## Start EXCERPTED DATA

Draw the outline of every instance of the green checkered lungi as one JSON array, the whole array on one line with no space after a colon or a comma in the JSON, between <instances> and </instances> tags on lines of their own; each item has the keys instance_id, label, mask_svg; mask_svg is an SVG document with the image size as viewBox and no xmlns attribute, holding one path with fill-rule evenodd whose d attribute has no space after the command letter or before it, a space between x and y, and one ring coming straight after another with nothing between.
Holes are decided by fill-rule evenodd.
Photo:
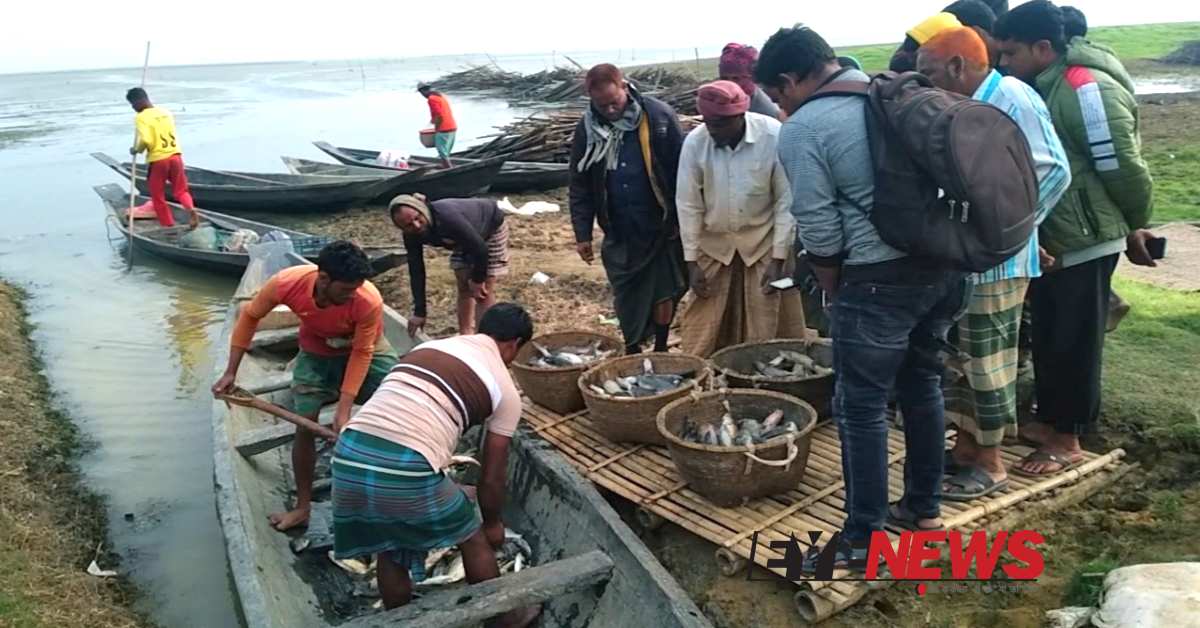
<instances>
[{"instance_id":1,"label":"green checkered lungi","mask_svg":"<svg viewBox=\"0 0 1200 628\"><path fill-rule=\"evenodd\" d=\"M1016 436L1016 367L1028 277L974 286L959 321L959 348L971 359L946 391L946 420L984 447Z\"/></svg>"}]
</instances>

## End EXCERPTED DATA

== STATED GOAL ==
Collect every line of the material above that contains the word "decided", treating uppercase and lowercase as different.

== TASK RESPONSE ==
Holes are decided by fill-rule evenodd.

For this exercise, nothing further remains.